=== TASK DIRECTIONS ===
Transcribe the records word for word, leaving nothing out.

=== DATA SUPPLIED ===
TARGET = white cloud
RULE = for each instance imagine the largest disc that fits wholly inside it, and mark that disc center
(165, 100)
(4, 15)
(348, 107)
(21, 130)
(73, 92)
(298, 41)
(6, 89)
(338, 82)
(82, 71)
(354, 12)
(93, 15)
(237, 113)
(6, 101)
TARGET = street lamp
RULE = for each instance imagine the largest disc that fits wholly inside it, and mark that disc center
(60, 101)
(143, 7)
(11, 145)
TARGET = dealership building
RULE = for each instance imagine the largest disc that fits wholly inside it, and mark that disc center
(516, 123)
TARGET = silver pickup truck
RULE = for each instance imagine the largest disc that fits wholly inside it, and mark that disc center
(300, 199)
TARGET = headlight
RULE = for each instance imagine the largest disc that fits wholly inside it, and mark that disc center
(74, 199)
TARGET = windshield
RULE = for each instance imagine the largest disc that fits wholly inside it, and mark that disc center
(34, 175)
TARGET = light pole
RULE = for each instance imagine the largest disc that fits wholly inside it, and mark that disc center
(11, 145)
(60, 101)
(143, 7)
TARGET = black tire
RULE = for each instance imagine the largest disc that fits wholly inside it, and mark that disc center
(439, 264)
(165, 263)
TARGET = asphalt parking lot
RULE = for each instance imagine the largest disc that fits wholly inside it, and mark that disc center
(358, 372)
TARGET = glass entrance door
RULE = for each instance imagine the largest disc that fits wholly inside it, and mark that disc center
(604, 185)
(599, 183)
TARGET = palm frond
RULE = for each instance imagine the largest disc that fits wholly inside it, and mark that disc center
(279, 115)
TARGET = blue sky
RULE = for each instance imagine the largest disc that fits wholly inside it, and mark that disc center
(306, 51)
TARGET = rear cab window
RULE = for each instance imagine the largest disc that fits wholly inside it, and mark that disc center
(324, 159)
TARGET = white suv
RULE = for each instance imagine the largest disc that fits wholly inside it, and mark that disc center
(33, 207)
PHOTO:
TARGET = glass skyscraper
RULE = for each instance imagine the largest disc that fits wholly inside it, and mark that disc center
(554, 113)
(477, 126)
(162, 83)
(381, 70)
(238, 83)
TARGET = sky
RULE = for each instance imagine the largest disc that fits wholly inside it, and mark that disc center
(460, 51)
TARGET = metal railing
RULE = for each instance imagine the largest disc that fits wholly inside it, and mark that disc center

=== TASK OUTPUT ===
TARGET = white cloud
RULE = for each instance imagine the largest disc that fits wholly inside it, and mark that disc center
(165, 100)
(4, 15)
(348, 107)
(21, 130)
(73, 92)
(298, 41)
(6, 89)
(338, 82)
(82, 71)
(354, 12)
(93, 15)
(237, 113)
(6, 101)
TARGET = street lamp
RULE = for each instance imagine the largest disc that fits wholly inside it, and mark that disc center
(60, 101)
(143, 7)
(11, 145)
TARGET = dealership building
RULE = for each instance imagine the largest disc that fits wholly inside it, and mark that disc center
(516, 123)
TARGET = silver pickup truck
RULE = for each instance imagine the largest disc that fits wholly inside it, and mark that disc center
(300, 199)
TARGET = headlight
RULE = for each instance imagine the largest disc that fits wholly inside it, and mark that disc center
(74, 199)
TARGET = windshield
RULE = for each instance imagine the largest disc that fits wholly inside it, and mark that disc center
(34, 175)
TARGET = light pole
RULE = for each instance imagine the largest disc that fits wholly inside it, and mark that disc center
(11, 145)
(60, 101)
(143, 7)
TARGET = black tire
RULE = for each instance imagine the largest disc that fits wholly inside it, and mark that disc center
(439, 264)
(165, 263)
TARGET = asphalt parking lot
RULE = for each instance imagine the largest disc that fits wholly inside it, and mark that disc center
(358, 372)
TARGET = glass entrance door
RULE = for each instance imagine the largest disc that fits wholly inside it, and mark that disc center
(604, 185)
(599, 183)
TARGET = palm frond
RULE = for each instance imagine the largest disc that fits wholly inside it, and mark that disc center
(279, 115)
TARGET = blue sky
RULE = for each instance imagine the largest disc that fits wholly inside it, and mark that disc center
(306, 51)
TARGET = rear cab window
RULE = for each instance imagine the largest disc that fits wholly inside it, and mark that disc center
(324, 159)
TARGET = white suv
RULE = for each instance imagine the largest disc that fits wholly inside it, and mark that disc center
(33, 207)
PHOTO:
TARGET = glass skyscraper
RULE = for each instance imagine the largest disc that fits wholly inside it, and mark that disc center
(554, 113)
(477, 126)
(162, 83)
(381, 70)
(238, 83)
TARGET = sky
RULE = for each instance imagine the largest disc that fits wholly inside it, and mark that disc center
(460, 51)
TARGET = metal railing
RULE = for each instance imagine the largest disc that fits wholly inside it, and mark that disc center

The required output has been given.